SOURCE DOCUMENT:
* * * * * * * * *

By Grace Muir, PhD candidate, School of Civil Engineering, University of Sydney

Having started my PhD journey in August under the supervision of SSEAC member Dr Aaron Opdyke, I am currently in the early stages of formulating my research directions. Mid-October, I got the opportunity to present my proposed research at the 15th Aceh International Workshop and Expo on Sustainable Tsunami Disaster Recovery (AIWEST-DR 2023), hosted by Universitas Gadjah Mada in Yogyakarta, Indonesia.

Group photo of conference participants at the 15th Aceh International Workshop and Expo on Sustainable Tsunami Disaster Recovery, hosted by Universitas Gadjah Mada in Yogyakarta, Indonesia.

AIWEST-DR 2023 conference participants (Photo: Faculty of Psychology, Universitas Gadjah Mada)

Since my research will be situated in Indonesia, this conference was a great opportunity to learn first-hand about Indonesian (and particularly Javanese) culture. I got to see community-based disaster risk reduction efforts in action and meet with academics involved in a range of disaster risk related research across the country, from tsunami modelling to post-earthquake rebuilding assessments.

My research is motivated by the recognition of a global acceleration in the generation of socially constructed disaster risks, and an associated need for reframing approaches to reducing risks. Disaster risk reduction approaches should not just counter the impacts associated with existing or anticipated risks, but actively target processes which may be routinely creating new risks, such as non-risk-informed development projects.

A community disaster risk management centre in Yogyakarta, showing pump equipment and rescue vests

Conference field visit to a community disaster risk management centre in Yogyakarta (Photo: Grace Muir)

Disaster risk reduction is seemingly central to Indonesia’s national policies and development strategies. Yet despite efforts to reduce disaster risks and increased investment in infrastructural resilience, losses and damages appear to remain high.

With over 650,000 houses damaged nationally in disaster events in the last five years, processes of risk creation could be routinely undermining attempts to reduce risks, providing an important context for research assessing patterns in settlement-related disaster risk creation.

A focus on disaster risk creation processes in the built environment context demands investigating primarily locational (relating to land-use planning) and design (relating to structural conditions) elements. Additional motivation for furthering research in this area comes from some of the preliminary outputs of my literature review which shows that disaster risk trade-offs in settlement developments can drive risk creation. This includes examples of settlements being expanded into known hazard zones, and a general prioritisation of competing political agendas in development planning. I ultimately aim to determine the extent to which settlement design and planning processes could use enhanced assessments of risk conditions to challenge and undermine inequitable patterns of risk creation.

* * * * * * * * *

SET EXERCISE 1: In the conference post, how many houses does it say were damaged nationally in disaster events over the last five years?

DATA IN THIS EXERCISE:

* * * * * * * * *

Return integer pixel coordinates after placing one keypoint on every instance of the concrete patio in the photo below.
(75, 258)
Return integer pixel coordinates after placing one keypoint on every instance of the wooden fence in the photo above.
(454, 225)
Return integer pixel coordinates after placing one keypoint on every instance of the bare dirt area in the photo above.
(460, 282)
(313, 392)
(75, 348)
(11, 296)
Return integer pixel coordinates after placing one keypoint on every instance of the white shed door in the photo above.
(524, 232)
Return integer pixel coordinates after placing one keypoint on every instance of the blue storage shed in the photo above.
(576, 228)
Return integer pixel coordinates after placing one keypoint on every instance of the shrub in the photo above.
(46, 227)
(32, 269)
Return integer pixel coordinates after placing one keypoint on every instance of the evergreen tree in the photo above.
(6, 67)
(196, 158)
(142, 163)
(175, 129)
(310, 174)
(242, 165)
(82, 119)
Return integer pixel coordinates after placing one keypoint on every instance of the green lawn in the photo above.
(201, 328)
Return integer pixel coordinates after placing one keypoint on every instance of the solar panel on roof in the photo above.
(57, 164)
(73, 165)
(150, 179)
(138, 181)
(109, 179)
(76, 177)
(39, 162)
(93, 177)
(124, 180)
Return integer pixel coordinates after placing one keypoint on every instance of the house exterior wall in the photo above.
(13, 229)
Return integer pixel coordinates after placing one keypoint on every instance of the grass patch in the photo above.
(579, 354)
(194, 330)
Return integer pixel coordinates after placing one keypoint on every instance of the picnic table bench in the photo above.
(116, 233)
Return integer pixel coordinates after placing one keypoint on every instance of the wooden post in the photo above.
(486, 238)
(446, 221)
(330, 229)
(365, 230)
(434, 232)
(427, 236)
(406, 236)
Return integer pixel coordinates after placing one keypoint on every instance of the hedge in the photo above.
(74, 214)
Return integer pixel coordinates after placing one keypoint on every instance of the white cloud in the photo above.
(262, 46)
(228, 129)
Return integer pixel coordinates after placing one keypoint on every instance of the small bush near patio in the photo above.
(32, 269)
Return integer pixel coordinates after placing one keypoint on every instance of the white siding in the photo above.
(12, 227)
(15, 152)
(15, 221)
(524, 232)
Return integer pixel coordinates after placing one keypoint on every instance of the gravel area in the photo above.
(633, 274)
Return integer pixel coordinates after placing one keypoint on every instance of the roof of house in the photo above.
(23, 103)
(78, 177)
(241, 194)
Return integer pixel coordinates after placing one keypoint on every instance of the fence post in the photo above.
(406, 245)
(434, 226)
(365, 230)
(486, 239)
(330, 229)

* * * * * * * * *

SET EXERCISE 2: Transcribe the records verbatim from the line containing "siding in the photo above." through the last line of the records, including both of those lines.

CORRECT RESPONSE 1: Over 650,000 houses.

CORRECT RESPONSE 2:
Return integer pixel coordinates after placing one keypoint on every instance of the white siding in the photo above.
(12, 227)
(15, 152)
(15, 221)
(524, 232)
Return integer pixel coordinates after placing one keypoint on every instance of the gravel area in the photo above.
(633, 274)
Return integer pixel coordinates after placing one keypoint on every instance of the roof of house in the photo above.
(23, 103)
(78, 177)
(241, 194)
Return integer pixel coordinates after placing one keypoint on every instance of the fence post in the photo above.
(406, 245)
(434, 226)
(365, 230)
(486, 239)
(330, 229)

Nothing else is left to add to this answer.